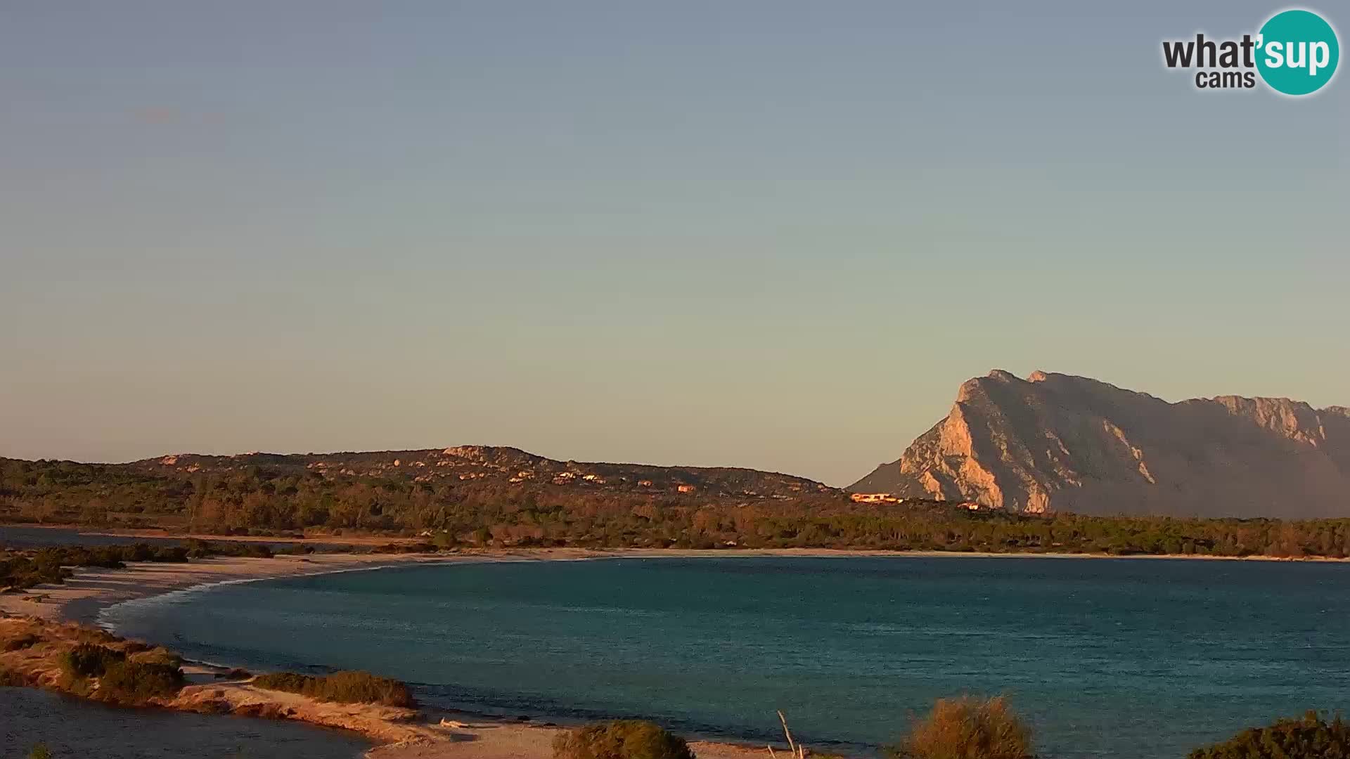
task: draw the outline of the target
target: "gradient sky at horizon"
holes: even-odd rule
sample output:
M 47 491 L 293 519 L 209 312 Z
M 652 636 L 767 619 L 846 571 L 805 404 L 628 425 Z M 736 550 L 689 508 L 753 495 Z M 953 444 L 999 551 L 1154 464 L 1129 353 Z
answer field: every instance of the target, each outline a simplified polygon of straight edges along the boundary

### WHAT YOU SHOULD DO
Please set out every line of the material above as a numbered list, skipping blank lines. Leave the picture out of your answer.

### RESPONSE TO THE TASK
1. task: draw the outline of the target
2. target: "gradient sky at horizon"
3. holes: even-odd rule
4. sample output:
5. M 47 491 L 293 519 L 209 312 Z
6. M 652 636 L 767 619 L 846 571 L 805 404 L 628 425 Z M 736 550 L 689 508 L 753 495 Z M 953 444 L 999 551 L 1154 464 L 1129 353 Z
7. answer field: every instance of the target, each outline a simplified polygon of straight edges along the boundary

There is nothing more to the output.